:: What the exercise asks ::
Reproduce verbatim everything from the start of the items down to and including the line that contains "271], [494, 278]]".

[START OF Provided material]

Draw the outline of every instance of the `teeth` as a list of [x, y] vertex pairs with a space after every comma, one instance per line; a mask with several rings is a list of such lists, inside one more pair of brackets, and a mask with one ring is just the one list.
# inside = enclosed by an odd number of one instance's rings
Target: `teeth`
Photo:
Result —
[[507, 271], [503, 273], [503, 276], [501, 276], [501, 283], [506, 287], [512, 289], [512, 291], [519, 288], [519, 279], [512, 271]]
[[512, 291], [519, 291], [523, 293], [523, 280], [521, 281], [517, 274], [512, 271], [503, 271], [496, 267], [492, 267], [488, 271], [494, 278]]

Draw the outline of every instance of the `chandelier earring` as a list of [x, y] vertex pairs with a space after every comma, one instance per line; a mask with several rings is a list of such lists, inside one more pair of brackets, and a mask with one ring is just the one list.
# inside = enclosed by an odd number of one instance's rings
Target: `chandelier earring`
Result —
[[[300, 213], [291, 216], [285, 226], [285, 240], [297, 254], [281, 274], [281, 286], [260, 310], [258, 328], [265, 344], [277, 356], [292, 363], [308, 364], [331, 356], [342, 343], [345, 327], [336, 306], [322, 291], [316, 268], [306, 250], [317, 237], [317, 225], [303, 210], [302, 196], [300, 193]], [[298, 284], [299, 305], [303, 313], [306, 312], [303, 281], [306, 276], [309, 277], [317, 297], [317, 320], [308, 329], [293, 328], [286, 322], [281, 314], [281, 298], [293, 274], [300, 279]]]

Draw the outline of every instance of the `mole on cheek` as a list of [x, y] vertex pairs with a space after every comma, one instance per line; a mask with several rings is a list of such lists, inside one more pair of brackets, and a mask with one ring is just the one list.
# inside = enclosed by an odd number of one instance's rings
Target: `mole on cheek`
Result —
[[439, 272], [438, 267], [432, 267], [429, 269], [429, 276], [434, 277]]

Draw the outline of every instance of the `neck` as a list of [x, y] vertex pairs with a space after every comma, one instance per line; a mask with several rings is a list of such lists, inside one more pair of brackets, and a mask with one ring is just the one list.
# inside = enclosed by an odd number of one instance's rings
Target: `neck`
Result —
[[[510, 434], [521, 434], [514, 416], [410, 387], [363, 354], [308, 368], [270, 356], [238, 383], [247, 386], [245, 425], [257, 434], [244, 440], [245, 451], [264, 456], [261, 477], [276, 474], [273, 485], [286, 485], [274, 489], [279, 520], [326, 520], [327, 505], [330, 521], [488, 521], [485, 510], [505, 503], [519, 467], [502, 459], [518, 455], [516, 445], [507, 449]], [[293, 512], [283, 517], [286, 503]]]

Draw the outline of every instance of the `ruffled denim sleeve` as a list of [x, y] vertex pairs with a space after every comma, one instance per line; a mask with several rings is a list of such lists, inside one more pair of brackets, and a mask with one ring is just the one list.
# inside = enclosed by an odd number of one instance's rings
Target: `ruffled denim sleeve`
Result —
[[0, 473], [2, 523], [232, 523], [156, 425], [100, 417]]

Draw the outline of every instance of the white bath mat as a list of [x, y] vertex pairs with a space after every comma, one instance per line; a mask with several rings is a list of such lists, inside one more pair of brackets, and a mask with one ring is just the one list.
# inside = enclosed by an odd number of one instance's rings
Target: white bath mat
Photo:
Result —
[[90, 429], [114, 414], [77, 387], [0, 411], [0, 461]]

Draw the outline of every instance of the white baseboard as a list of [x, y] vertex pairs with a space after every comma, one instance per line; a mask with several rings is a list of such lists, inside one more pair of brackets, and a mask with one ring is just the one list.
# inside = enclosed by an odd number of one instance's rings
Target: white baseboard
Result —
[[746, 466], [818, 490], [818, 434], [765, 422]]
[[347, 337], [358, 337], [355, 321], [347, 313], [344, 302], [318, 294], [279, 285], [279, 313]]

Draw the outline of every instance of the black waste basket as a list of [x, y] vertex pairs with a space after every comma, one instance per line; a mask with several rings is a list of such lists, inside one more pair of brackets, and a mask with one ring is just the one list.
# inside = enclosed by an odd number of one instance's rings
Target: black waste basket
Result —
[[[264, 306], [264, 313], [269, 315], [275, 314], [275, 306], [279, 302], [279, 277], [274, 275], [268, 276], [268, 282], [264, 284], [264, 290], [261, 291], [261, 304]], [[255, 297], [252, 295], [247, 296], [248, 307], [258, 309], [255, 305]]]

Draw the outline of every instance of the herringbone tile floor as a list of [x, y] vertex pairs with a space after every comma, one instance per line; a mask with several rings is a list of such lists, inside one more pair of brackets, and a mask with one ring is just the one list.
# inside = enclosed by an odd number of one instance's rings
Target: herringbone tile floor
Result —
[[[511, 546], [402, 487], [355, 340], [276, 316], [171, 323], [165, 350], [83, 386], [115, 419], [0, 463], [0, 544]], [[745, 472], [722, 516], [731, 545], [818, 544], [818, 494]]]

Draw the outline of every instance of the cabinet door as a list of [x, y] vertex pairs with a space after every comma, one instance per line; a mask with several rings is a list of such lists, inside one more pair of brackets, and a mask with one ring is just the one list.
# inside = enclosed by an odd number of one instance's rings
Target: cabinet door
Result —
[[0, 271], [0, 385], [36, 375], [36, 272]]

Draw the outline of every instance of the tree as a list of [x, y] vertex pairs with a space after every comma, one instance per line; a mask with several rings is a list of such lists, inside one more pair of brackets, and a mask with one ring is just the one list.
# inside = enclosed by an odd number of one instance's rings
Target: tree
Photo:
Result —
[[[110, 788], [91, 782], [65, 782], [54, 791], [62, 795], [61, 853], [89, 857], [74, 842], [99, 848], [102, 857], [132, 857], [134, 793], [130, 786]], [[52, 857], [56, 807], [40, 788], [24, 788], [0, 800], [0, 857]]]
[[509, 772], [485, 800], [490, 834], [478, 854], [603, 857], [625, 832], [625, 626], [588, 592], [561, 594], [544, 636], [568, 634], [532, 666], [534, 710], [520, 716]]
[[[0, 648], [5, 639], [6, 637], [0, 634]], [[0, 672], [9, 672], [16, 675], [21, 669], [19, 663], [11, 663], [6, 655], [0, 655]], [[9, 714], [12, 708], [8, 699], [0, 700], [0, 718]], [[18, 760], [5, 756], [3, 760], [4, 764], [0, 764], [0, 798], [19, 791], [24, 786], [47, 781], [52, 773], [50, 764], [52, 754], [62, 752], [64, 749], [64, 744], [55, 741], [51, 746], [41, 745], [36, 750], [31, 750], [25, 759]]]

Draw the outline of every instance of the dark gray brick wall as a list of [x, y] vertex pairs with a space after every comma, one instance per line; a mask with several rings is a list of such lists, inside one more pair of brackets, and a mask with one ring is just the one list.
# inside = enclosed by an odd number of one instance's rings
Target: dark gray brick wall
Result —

[END OF Provided material]

:: Correct output ::
Draw the outline of every instance of the `teeth` as a list of [x, y] vertex pairs with a space after every comma, one instance per line; a mask with several rings is a list of such lists, inside one more pair of brackets, and a mask with one ring is just the one list.
# inside = enclosed by an odd number of one instance's rings
Target: `teeth`
Photo:
Result —
[[507, 271], [503, 273], [503, 276], [501, 276], [501, 283], [506, 287], [512, 289], [512, 291], [519, 288], [519, 279], [512, 271]]
[[512, 291], [519, 291], [523, 293], [523, 280], [521, 281], [517, 274], [512, 271], [503, 271], [496, 267], [492, 267], [488, 271], [494, 278]]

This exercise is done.